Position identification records
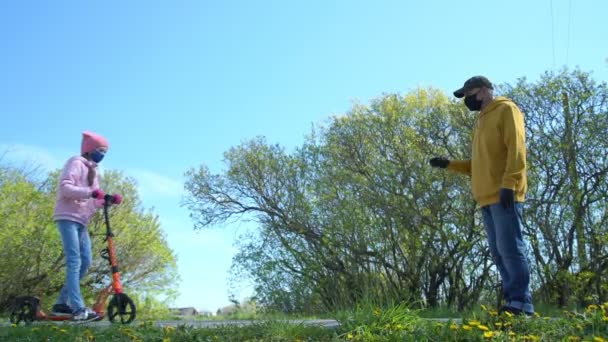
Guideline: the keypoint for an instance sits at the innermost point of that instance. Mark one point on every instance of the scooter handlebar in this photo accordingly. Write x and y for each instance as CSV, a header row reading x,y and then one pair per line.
x,y
113,199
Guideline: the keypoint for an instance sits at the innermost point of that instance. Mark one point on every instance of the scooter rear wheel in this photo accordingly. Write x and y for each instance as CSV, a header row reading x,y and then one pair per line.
x,y
24,310
121,309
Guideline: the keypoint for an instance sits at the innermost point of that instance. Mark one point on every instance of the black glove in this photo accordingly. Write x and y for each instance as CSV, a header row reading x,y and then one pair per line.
x,y
507,198
439,162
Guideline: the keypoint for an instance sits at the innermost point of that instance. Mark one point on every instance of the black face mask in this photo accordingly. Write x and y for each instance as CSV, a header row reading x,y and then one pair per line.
x,y
472,102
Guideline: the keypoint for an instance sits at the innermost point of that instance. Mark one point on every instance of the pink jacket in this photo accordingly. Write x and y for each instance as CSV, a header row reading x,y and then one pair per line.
x,y
74,201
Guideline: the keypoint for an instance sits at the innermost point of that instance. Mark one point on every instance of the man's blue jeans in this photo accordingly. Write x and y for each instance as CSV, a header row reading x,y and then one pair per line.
x,y
77,249
503,229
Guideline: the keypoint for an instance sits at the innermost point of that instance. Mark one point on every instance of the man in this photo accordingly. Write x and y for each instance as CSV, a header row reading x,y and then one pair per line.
x,y
498,177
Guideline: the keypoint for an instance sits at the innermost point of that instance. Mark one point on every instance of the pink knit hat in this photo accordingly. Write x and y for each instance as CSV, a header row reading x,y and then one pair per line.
x,y
92,141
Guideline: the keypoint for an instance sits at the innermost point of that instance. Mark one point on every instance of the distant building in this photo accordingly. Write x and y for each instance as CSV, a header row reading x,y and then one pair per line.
x,y
187,312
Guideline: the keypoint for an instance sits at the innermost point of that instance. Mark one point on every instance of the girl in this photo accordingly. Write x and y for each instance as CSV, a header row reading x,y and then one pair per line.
x,y
78,197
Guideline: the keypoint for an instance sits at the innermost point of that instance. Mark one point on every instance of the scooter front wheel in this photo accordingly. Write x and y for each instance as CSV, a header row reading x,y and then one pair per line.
x,y
121,309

Stated task
Rewrite the lines from the one containing "of the distant" through the last line, changing "keypoint" to "landmark" and leaving everything else untouched.

Full output
Guideline: the landmark for an instance sits at the innermost point of that instance. Mark one point on every instance of the distant building in this photo accordingly. Write x and y for each instance as CSV, a header row reading x,y and then one pair per line.
x,y
187,312
Guideline: the landmark for an instance sits at the innermost point of that instance. Mark one point on every instance of the girl in this photo accordingly. Write x and y for each instance as CSV, a header row reading x,y and then one pair per line.
x,y
78,197
Guideline: the landmark for an instance sits at the innermost point of that instance. Mark one point on every instance of the scooter front wheel in this photo accordingly. Write x and y for each instance as CSV, a header row reading x,y and then one pair per line.
x,y
121,309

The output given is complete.